Passage for review |
╔══

Spring is a time most farmers love and hate in equal amounts. When it goes well, there is that huge sense of fulfilment but when it gets challenging it can be very hard work and difficult.

Family, other people working on the farm and the farm owner are critical at this time of the year as they bear the brunt of the daily workload where very little is done in the working day as mother nature calls at the most unexpected of times.

The other person not on the farm every day but critical at difficult times is the farm vet. He or she is usually called when all other avenues have been explored and for many the last resort is to involve the vet. The availability of vets where farming is strong and stock numbers are high is not a problem. However, in some parts of Ireland, vets are not always able to get out to calls as quick as they would like because the distance to travel farm to farm and the workload make it impossible.

╚══

Information provided |
╔══

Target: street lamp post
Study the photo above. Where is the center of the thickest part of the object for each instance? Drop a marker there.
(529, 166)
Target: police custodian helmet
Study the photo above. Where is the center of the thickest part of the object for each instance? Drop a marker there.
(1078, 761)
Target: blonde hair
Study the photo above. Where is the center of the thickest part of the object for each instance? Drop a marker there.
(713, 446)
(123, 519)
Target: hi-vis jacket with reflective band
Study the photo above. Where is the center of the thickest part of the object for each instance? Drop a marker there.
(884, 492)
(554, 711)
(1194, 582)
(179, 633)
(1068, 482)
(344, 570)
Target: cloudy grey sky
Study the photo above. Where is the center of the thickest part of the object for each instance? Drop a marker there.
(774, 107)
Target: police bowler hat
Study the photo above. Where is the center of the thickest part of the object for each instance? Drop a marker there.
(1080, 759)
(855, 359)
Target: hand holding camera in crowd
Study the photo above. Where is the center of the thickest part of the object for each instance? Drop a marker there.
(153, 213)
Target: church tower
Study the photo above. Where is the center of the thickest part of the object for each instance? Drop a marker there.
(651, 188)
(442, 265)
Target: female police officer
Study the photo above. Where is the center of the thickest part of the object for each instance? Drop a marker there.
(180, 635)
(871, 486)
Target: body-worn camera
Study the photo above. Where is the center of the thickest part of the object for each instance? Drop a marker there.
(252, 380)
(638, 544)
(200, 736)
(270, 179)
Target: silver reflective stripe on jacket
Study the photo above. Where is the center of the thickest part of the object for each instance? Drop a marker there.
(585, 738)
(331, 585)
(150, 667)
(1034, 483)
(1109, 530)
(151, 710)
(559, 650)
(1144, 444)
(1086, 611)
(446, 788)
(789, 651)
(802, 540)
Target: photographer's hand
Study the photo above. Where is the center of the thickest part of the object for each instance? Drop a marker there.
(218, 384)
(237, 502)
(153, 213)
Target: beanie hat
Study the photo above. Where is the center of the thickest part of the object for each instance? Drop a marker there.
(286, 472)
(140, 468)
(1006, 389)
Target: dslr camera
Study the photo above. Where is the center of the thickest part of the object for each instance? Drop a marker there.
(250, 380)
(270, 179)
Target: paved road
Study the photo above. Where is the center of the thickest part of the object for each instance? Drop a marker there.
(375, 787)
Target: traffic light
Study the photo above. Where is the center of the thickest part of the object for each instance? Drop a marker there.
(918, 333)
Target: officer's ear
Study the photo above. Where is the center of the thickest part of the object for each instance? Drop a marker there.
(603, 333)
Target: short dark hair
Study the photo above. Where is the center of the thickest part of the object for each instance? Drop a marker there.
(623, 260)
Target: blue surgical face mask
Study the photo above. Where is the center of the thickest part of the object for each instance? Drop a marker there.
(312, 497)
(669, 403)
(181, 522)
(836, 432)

╚══
╔══

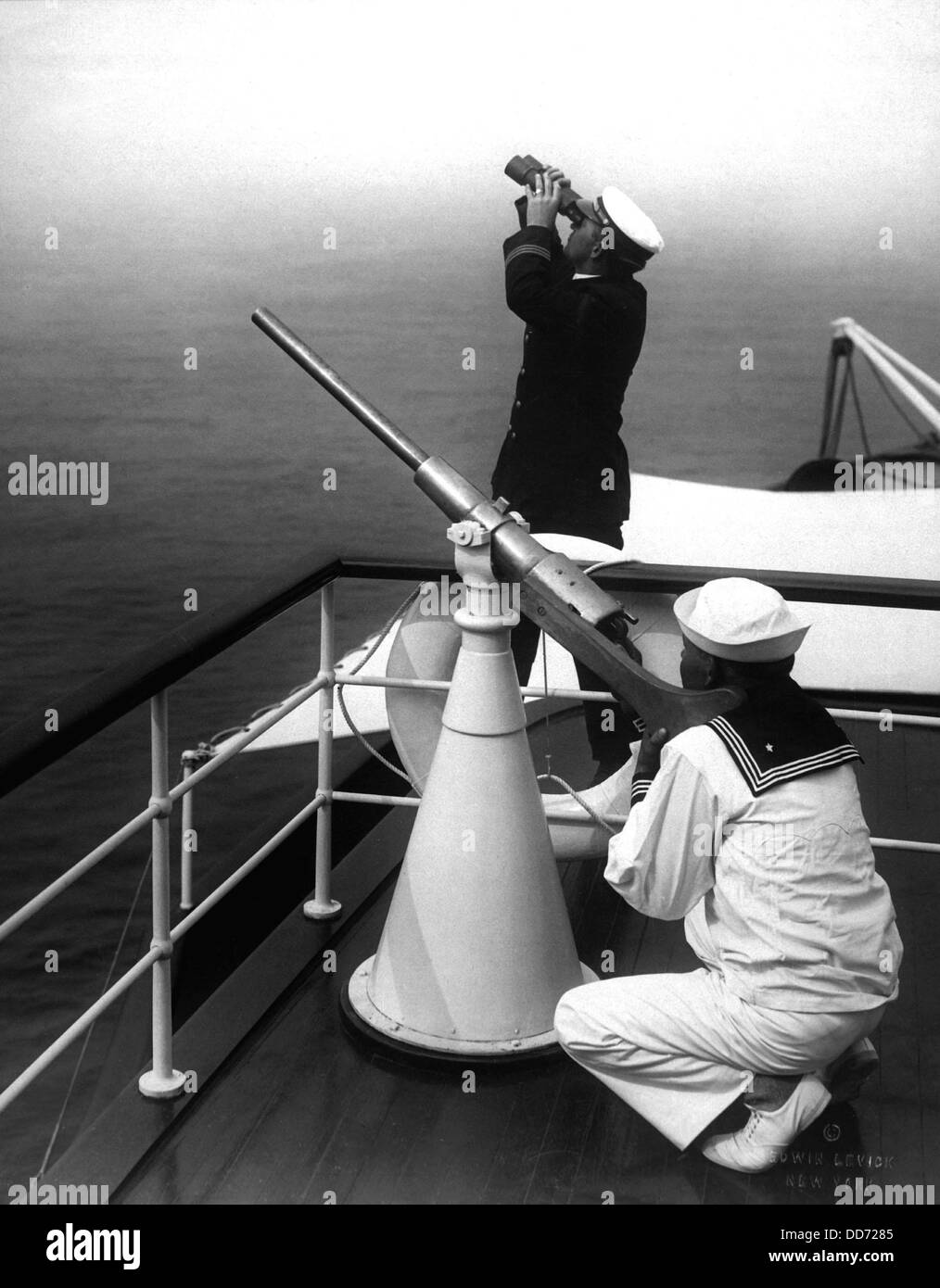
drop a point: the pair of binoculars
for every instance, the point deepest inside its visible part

╚══
╔══

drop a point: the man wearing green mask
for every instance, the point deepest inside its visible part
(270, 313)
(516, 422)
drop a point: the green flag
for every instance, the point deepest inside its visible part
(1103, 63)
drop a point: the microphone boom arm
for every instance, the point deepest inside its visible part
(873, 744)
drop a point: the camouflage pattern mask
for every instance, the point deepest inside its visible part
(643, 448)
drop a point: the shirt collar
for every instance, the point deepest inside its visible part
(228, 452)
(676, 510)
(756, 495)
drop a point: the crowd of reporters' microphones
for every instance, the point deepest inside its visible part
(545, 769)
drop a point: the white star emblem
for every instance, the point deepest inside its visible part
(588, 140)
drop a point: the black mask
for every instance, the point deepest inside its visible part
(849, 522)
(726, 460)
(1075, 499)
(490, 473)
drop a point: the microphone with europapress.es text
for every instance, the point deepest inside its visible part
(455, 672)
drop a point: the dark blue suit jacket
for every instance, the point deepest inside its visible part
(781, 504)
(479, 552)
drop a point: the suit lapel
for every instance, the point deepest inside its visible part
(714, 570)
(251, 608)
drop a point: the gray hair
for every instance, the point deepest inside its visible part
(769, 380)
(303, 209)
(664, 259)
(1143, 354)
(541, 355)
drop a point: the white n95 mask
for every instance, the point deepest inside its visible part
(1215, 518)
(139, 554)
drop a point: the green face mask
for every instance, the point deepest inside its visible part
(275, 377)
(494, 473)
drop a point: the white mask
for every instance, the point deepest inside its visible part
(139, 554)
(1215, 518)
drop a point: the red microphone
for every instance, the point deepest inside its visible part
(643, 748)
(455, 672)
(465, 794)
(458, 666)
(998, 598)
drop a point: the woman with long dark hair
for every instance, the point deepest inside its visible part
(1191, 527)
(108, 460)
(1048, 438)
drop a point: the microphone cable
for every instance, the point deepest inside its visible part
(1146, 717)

╚══

Task list |
(1) Copy out the passage about spring on the farm word for word, starting at "Spring is a" and ending at "unexpected of times.".
(2) Write what comes next in the passage about spring on the farm, picking up after its final sentence.

Answers by item |
(1)
Spring is a time most farmers love and hate in equal amounts. When it goes well, there is that huge sense of fulfilment but when it gets challenging it can be very hard work and difficult.

Family, other people working on the farm and the farm owner are critical at this time of the year as they bear the brunt of the daily workload where very little is done in the working day as mother nature calls at the most unexpected of times.

(2)
Veterinary intervention on dairy farms has been much reduced in recent times. Farmers use much more artificial insemination that has been tested for calving ease so hence help at calving has much reduced. Vaccinations and participation in national eradication programmes is now part of the cost structure and has reduced the number of sick calves on a lot of farms. However, while much progress has been made, there are problems that return each year as normal as night follows day such as bloat in calves, milk fever, joint ill in lambs, pneumonia, etc, and it is for these reasons that vet care is essential and much required.

Last week, we heard that some 33% of vets that completed a survey suggested they would sell their practice because of the work-life balance challenges. Farmers need to have a discussion on how large animal vets will be part of the farming network into the future.